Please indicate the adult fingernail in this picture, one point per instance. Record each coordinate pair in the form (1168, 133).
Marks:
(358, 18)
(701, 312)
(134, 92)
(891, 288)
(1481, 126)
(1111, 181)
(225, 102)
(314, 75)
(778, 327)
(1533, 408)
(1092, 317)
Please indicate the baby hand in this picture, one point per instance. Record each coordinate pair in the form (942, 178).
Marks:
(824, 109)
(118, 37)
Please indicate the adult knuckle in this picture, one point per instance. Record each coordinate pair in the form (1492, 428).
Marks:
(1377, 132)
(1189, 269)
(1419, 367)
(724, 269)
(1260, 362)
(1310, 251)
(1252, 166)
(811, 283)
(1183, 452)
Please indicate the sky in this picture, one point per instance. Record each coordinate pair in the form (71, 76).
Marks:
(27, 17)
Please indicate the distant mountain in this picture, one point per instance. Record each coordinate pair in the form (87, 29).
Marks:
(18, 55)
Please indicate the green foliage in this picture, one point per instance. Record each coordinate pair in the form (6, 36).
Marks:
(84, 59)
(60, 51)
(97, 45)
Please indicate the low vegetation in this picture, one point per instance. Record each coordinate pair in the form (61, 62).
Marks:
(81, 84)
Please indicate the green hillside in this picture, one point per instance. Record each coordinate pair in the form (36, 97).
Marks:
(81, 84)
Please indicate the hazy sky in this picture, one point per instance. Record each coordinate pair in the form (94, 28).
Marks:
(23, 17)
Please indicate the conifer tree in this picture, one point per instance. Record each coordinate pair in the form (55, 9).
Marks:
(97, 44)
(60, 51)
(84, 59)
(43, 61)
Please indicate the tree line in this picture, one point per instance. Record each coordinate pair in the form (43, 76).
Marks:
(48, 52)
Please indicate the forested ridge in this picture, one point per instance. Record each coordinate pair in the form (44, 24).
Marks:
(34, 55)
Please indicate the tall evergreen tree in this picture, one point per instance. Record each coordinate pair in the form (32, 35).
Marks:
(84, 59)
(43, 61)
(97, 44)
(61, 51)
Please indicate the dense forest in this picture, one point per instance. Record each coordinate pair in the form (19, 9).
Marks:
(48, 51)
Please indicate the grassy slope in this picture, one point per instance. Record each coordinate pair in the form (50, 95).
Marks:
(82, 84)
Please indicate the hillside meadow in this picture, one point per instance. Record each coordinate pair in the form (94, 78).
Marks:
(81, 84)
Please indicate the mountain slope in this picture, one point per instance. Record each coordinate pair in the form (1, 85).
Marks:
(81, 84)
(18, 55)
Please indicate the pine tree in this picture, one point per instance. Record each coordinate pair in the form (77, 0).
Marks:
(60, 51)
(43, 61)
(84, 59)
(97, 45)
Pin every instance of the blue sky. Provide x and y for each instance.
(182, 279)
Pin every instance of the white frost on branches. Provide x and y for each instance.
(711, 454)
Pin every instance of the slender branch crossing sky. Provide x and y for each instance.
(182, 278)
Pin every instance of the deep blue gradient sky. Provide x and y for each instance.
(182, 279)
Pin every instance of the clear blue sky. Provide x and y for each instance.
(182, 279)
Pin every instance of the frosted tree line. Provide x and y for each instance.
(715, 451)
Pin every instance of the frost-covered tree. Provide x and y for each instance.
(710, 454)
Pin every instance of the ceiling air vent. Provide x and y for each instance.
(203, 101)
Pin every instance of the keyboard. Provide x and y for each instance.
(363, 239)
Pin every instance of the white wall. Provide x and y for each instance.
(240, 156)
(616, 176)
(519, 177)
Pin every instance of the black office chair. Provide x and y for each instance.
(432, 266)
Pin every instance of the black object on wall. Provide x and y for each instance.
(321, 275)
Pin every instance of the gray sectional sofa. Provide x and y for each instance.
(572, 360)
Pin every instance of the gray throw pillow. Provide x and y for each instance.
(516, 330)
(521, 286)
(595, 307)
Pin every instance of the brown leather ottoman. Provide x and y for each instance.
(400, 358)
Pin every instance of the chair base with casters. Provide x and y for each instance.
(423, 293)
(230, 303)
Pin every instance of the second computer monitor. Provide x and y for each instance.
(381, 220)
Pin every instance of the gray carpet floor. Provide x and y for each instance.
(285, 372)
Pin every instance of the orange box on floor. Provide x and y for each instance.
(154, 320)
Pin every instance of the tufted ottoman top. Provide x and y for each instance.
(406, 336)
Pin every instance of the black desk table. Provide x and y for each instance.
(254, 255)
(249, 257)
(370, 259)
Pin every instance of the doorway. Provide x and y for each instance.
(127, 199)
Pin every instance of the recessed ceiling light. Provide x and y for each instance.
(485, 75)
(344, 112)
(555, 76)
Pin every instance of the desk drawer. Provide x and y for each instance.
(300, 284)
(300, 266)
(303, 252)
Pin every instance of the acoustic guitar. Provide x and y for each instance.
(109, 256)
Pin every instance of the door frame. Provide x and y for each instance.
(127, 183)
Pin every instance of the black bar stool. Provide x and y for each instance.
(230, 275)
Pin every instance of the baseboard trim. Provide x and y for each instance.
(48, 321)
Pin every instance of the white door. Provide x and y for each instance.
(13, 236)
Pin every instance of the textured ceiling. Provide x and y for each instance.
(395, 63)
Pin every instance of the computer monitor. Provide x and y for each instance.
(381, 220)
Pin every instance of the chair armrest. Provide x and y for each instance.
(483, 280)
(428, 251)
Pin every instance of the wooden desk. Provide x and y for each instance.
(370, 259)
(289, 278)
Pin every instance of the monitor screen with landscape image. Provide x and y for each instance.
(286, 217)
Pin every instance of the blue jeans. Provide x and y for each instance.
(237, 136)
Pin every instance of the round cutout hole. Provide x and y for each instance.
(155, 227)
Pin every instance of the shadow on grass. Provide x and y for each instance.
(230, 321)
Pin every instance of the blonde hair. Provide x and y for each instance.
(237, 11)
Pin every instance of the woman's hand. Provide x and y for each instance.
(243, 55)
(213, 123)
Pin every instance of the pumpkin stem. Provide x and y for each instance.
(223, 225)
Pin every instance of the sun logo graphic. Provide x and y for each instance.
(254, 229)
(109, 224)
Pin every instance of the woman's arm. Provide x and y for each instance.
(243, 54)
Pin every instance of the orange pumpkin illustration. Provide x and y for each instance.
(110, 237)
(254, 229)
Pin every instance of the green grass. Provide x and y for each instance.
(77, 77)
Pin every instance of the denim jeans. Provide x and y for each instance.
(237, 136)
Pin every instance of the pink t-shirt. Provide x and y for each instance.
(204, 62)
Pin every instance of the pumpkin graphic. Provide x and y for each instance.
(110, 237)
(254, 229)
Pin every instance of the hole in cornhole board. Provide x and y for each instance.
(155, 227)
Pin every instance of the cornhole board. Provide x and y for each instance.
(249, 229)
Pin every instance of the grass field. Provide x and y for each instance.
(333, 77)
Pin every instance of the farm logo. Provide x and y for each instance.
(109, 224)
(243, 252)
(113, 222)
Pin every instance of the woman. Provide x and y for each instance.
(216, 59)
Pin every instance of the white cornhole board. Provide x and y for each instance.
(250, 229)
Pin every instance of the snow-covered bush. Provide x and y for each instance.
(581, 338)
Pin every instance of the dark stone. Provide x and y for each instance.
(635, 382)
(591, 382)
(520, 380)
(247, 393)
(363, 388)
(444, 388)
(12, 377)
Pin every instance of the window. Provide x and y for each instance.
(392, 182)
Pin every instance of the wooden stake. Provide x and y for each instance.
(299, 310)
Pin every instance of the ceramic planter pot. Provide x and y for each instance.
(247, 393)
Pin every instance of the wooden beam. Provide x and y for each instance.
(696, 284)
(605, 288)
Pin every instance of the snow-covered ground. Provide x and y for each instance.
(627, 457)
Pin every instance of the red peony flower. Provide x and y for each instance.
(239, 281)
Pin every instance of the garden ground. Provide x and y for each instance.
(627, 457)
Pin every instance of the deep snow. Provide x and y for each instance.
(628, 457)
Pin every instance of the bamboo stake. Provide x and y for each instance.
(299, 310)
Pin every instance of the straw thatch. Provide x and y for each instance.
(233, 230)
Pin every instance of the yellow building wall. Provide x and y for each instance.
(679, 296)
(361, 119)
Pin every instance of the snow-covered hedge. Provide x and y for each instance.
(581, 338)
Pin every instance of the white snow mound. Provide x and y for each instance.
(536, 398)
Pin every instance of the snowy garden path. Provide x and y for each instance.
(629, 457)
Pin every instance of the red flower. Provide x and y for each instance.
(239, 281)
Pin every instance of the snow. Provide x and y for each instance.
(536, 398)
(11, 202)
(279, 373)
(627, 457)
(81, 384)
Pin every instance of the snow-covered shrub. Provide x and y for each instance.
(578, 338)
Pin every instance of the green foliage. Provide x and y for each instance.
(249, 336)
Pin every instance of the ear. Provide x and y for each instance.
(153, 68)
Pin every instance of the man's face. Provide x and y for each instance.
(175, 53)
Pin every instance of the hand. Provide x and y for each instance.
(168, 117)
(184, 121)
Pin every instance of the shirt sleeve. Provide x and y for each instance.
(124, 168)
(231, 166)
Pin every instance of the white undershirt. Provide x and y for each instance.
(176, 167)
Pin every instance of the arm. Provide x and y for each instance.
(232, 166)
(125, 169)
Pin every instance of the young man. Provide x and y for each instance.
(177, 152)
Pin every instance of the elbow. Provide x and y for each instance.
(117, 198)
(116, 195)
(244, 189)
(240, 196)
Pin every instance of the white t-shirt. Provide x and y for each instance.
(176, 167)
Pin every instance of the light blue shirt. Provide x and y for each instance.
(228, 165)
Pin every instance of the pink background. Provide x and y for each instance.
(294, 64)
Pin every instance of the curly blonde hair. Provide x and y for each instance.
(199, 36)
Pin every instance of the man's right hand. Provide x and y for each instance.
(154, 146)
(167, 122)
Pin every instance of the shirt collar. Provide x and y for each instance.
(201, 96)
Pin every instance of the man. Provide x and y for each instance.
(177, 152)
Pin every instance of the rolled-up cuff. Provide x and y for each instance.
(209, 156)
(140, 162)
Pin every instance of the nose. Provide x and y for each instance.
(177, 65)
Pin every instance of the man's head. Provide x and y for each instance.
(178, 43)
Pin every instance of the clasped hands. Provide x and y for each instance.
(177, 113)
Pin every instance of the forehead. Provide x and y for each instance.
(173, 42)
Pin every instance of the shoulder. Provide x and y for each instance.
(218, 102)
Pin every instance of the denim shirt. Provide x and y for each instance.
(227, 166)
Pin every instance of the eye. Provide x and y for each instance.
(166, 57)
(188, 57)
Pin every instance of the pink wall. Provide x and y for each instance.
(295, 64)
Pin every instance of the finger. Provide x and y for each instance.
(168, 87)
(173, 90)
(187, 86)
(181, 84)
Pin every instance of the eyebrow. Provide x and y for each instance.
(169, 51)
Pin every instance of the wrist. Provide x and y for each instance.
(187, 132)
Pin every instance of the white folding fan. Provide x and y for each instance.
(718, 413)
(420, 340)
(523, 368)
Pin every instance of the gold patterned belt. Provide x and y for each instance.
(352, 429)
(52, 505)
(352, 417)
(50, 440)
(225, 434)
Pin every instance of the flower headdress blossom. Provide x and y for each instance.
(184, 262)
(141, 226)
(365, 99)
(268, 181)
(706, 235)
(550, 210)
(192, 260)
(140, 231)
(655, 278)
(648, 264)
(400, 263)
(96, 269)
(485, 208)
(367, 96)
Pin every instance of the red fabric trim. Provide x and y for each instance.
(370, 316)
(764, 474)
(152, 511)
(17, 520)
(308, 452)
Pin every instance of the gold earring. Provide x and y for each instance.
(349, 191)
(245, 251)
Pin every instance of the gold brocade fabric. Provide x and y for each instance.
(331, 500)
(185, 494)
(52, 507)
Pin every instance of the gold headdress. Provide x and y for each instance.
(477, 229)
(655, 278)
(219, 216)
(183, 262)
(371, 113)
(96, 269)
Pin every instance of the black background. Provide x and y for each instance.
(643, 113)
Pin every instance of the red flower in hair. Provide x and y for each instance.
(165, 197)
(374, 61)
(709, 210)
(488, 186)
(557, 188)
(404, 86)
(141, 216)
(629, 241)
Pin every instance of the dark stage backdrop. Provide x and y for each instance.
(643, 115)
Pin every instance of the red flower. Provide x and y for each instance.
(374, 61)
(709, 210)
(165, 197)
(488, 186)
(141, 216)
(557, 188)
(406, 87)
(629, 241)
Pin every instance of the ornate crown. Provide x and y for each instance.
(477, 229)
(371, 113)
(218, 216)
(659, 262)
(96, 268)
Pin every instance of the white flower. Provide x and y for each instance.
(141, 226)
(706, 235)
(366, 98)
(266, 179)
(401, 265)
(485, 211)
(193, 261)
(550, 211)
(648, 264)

■ ■ ■ ■ ■ ■ ■

▸ BRIEF:
Provide the count of lines above containing "hillside", without any added words.

▸ TASK ANSWER:
2